→ **Passage shown**
+++
Law360, London (August 26, 2020, 5:04 PM BST) -- Britain's finance watchdog said Wednesday it may extend mortgage "holidays" for home-owners hit hard by the COVID-19 crisis and continue to offer support for those who need to apply for it for the first time since the crisis hit.
The Financial Conduct Authority has published draft guidelines that would ensure finance firms continue to offer payment freezes for consumers who cannot make mortgage payments because of the financial fallout of the COVID-19 crisis. The guidelines would also instruct lenders to offer financial help to those who have been newly affected by the crisis.
"We understand that borrowers facing payment difficulties because of the pandemic will continue to face uncertainty and may also experience temporary interruptions in income," Christopher Woolard, interim chief executive at the FCA, said.
"We are proposing that firms contact their borrowers in good time before the end of a payment holiday, and work with them to come up with a tailored plan to help get them back on track," he added.
Lenders should consider short-term assistance including extending payment terms or restructuring mortgages, the watchdog said.
Woolard warned banks and building societies against taking a "one size fits all" approach to offering financial help. The FCA also stressed that lenders should give priority to customers who are facing the most severe financial difficulties or are at risk of harm.
Lenders should also help customers by giving them advice on how to manage their money or referring them to debt advice where necessary, the watchdog said.
Consumers who request help under the new guidelines will have this reflected on their credit score, the FCA said, to make sure lenders are clear about their customers' financial position. The regulator said companies should make sure they tell customers that the financial help will affect their rating.
The sector has until Sept. 2 to comment on the proposals. The FCA did not say when they will take effect.
Mortgage lenders agreed to mortgage payment freezes in March after Chancellor of the Exchequer Rishi Sunak announced the stopgap as part of an "unprecedented package" of government-backed loans worth £330 billion ($435 billion).
The initial payment holidays were slated to last for six months, but the regulator announced a three-month extension in June.
The FCA has also announced payment freezes for loans and high-cost credit amid the pandemic.
In April, the regulator announced new rules to force banks and lenders to freeze payments and interest on high-cost credit products such as payday loans. The measures hit pause on payments on car finance, rent-to-own contracts and buy-now-pay-later and freezing payments as well as interest for payday loans.
It also announced freezes on all loan and credit card payments during the pandemic. The measures were intended to provide temporary relief for bank customers who have fallen ill or been laid off or furloughed during the global pandemic and are struggling to make repayments.
+++
→ **Given data**
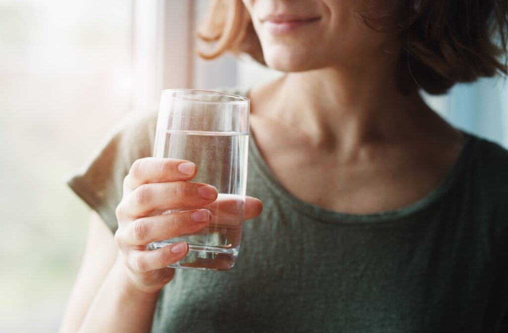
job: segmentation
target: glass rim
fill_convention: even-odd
+++
→ **Prompt 1**
Answer these from the mortgage article, one line each:
(a) What post does Christopher Woolard hold at the FCA?
(b) By what date can the sector comment on the proposals?
(c) What is the value of the package of government-backed loans that Rishi Sunak announced?
→ **Prompt 2**
The mortgage article describes the measures the regulator announced in April. List every credit product it names as covered by those measures.
→ **Prompt 3**
Write out the mortgage article's text from "Mortgage lenders agreed" through "amid the pandemic.".

→ **Exercise output 1**
(a) Interim chief executive
(b) Sept. 2
(c) £330 billion ($435 billion)

→ **Exercise output 2**
Payday loans, car finance, rent-to-own contracts, buy-now-pay-later

→ **Exercise output 3**
Mortgage lenders agreed to mortgage payment freezes in March after Chancellor of the Exchequer Rishi Sunak announced the stopgap as part of an "unprecedented package" of government-backed loans worth £330 billion ($435 billion).
The initial payment holidays were slated to last for six months, but the regulator announced a three-month extension in June.
The FCA has also announced payment freezes for loans and high-cost credit amid the pandemic.